START DOCUMENT EXCERPT

The Frank et al. (2013) study implemented two classifiers in order to determine if a series of stroke patterns belonged to a particular user. These classifiers implemented the K-Nearest Neighbors and the Support Vector Machines algorithm. Frank et al. (2013) to identify a particular user.
Results
The model of Frank et al. (2013) has postulated that there are 30 features, which can be derived from a single stroke by a finger on a touch screen (see Appendix B for this list). As a first pass, we implemented the KNN and PCA algorithms as a basis for comparison to those of Frank et al. (2013). A python implementation is given in Appendix A.
KNN Implementation
We first tested the efficacy of all the features by implementing a K-Nearest Neighbors algorithm and compared it with the results obtained by Frank et al. (2013) who used MATLAB in their implementation. This was used as a basis for comparing their results with our implementation of this system and finding the PCA components (Figure 5). We utilized the KNN clustering algorithm because Frank et al. (2013), used it in their studies and we wished to insure that the dimensionality reduction that we found from the PCA analysis of the finger swiping data was not affected by the clustering algorithm used. This was important for comparison purposes.
Figure 5. Equal error rate percentage that was achieved by our implementation of the KNN and PCA for finger swiping. This value was approximately equal to that obtained by Frank et al. (2013), despite the fact that fewer features of the finger swiping were utilized.
We implemented a principal component (PCA) program (Appendix A) to extract the dominant features from the given 30 features and compared the results to those using the K-nearest neighbor algorithm.
PCA-Based Algorithm Design and Implementation
It is possible to determine which features in a dataset are more relevant when performing principal component analysis process. Hence, the phone ID, User ID, and document ID fields were removed from the dataset as (Frank et al., 2013) indicated that such were not to be used for testing. Feature Scaling was then performed on the data using the standardization technique. A covariance matrix was then extracted from the dataset using the scikit-learn library in Python (Pedregosa et al., 2011). This was followed by an eigenvector decomposition from this matrix using the scikit-learn Python library function.
The distribution of the variance among all the Principal Components derived from the dataset with descending variance shows that the first 15 principal components contain most of the variance (Figures 6, 7). Among these principal components, we consistently determined the following dominant features that can be used in computing the equal error rate:
1. average velocity
2. largest deviation from end-to-end line
3. 50%-perc. pairwise acc
4. length of trajectory
5. start $y$
6. mean resultant length
7. up/down/left/right flag
8. start $x$
9. mid-stroke area covered
10. inter-stroke time
11. mid-stroke pressure
12. mid-stroke finger orientation
13. stroke duration
14. 20%-perc. pairwise velocity
15. phone orientation.
Figure 6. Variance as a function of principal component f(PC#) using the data from Frank et al. (2013). The variance orders the principal components. The cumulative variance reaches a plateau and is a measure of the number of PC's necessary to contain the information necessary to identify a pattern of finger swiping.
Figure 7. The variance vs. the 30 principal components. The cumulative variance reached a plateau at close to 15 principal components. We found that 23 of the 30 principal components were the most prominent. See text for details.
Therefore, we can conclude that these 15 features are most helpful in uniquely identifying a user on a mobile device. The full rankings of the features up to 23 can be found in Appendix C.

END DOCUMENT EXCERPT

◆ ACTIVITY LIST
A - In the finger swiping study, which three fields were taken out of the dataset before the principal component analysis?
B - Write the next part of the study on finger swiping and principal component analysis, picking up right after its last sentence.

START INFORMATION

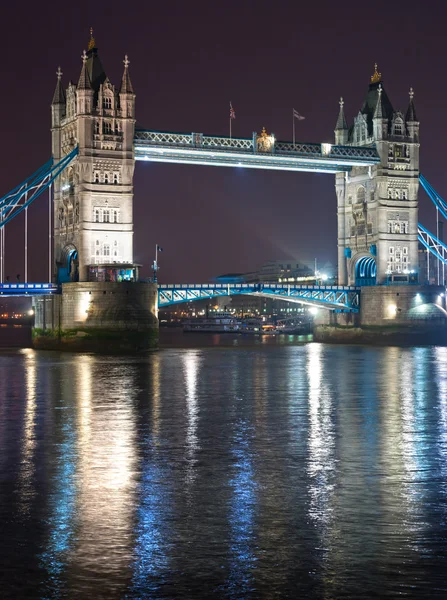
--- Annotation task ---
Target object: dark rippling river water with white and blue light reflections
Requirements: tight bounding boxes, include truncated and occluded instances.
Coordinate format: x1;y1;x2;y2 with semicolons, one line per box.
0;337;447;599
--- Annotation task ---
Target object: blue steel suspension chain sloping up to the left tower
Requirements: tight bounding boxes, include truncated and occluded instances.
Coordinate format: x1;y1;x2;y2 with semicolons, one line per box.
0;147;78;227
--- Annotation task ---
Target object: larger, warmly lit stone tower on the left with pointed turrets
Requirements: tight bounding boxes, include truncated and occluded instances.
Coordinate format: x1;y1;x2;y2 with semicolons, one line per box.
51;31;136;283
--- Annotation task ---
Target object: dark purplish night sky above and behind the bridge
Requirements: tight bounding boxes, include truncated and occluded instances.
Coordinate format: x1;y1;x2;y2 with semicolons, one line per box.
0;0;447;282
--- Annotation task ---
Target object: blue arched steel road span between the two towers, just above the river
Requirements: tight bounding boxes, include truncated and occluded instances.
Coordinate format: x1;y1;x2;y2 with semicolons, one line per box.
158;283;360;312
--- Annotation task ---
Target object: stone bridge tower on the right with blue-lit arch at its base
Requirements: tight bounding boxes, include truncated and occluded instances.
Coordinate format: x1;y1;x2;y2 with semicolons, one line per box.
335;65;419;285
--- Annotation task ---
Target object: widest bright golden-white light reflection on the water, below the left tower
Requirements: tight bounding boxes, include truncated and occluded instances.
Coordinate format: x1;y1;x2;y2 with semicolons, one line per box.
72;356;137;594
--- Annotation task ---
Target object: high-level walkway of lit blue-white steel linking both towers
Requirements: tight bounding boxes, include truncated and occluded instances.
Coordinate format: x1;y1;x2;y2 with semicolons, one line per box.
134;130;380;173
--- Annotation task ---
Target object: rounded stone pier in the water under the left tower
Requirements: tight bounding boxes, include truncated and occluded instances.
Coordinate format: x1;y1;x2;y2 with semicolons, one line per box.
33;282;158;353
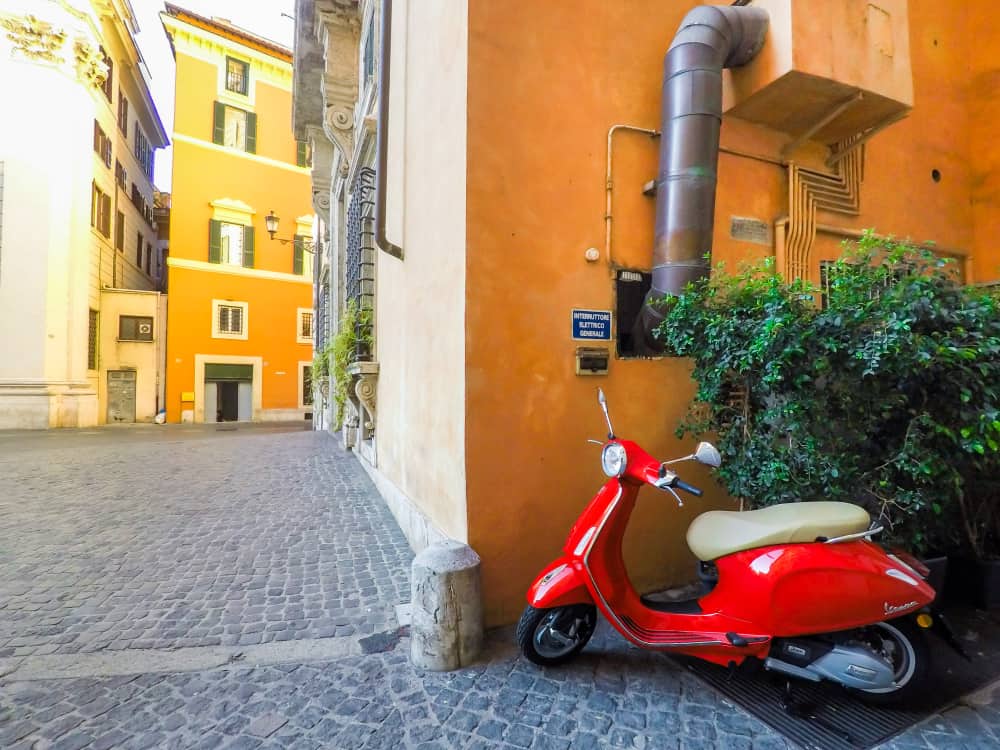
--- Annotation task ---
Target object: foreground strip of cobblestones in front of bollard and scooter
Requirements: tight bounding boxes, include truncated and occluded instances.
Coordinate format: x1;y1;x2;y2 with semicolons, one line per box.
0;630;789;750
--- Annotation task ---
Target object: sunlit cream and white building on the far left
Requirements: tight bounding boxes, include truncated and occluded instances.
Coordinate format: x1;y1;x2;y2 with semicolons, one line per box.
0;0;168;429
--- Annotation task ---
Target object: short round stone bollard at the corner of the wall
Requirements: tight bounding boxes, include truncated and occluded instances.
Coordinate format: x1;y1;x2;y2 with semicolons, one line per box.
410;539;483;672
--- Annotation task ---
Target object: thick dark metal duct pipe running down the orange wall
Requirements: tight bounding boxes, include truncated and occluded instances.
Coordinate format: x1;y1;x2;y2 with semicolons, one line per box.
633;5;768;355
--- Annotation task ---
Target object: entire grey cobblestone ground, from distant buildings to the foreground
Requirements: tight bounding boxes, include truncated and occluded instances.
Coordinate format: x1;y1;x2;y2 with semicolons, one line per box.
0;427;1000;750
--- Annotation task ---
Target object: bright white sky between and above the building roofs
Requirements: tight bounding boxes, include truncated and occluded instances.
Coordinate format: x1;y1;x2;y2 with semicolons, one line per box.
131;0;295;191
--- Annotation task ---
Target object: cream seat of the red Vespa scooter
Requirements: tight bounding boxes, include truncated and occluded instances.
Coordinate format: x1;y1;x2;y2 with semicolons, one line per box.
687;501;870;561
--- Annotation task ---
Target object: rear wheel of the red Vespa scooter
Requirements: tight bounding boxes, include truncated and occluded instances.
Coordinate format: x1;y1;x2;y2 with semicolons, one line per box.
853;618;930;706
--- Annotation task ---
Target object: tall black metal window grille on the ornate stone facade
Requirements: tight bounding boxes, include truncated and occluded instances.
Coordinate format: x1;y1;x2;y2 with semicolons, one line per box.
344;167;375;362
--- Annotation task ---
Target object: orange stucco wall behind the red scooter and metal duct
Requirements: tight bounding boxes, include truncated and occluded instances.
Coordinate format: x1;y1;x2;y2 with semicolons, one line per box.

END INFORMATION

◆ ANSWERS GIVEN
A - The phone ID, User ID, and document ID fields.

B -
Performing Cross-Validation on Touchalytics Dataset
The authentication problem which we are trying to solve can be described as a two class classifier (Bishop, 2006). That is, the classifier should determine whether the user is authorized to use the device or is not authorized to use the devise using features representing the touch patterns of 40 different users interacting with five different documents on a mobile device. We start by selecting all of the strokes belonging to a particular user and recording a count of such. These strokes are given a label of “Class One.” We then randomly select the same number of strokes belonging to the other users. These are given the label “Class Two” Hence, we have the same number of strokes belonging to Class One and Class Two. The data was then cleaned by removing the rows with missing and infinite values. In addition, the class column was designated the target variable “Y” and was removed. Furthermore, the doc id, user id, phone id, and class were removed from the data set as these were deemed to not have any impact on the results by Frank et al. (2013). The remaining columns were designated as the variable X.
Accordingly, we then split the dataset into training (80%) and testing (20%) sets. Consequently, the data were rescaled using the MiniMax Method. A KNN model was created utilizing a library from Scikit learn (Pedregosa et al., 2011). We chose 3, 5, 7, and 9 neighbors respectively as the “K” parameter and trained our model. Thereafter, we made predictions on the test data.
Discussion
This study has shown that the main feature for characterizing touch dynamics for touchscreen mobile devices (Frank et al., 2013) is the average velocity of a finger stroke. The novelty in our research is in our comparison of the effectiveness of the different features toward the creation of a digital fingerprint of a mobile phone user. Using the database established by Frank et al. (2013), we have expanded on this to suggest that by using co-adaptation of user and finger swiping, we can incorporate continuous authentication to enhance security. Similar behavioral biometric features were used to characterized telegraph communication (Jenkins et al., 2011), keyboard typing (Gaines et al., 1980), and keypad typing (Teh et al., 2016) using ad hoc approaches. That is, the speed at which the user's fingers move on the touch screen is what is most unique to each user. This is most consistent with the “Behavioral Biometrics” theme of this paper, which is based on the idea that each human being has a unique behavioral identifiable characteristic when typing (Horst et al., 2019). As a result, this feature would be integral in the building of any finger stroke touch dynamics classification model.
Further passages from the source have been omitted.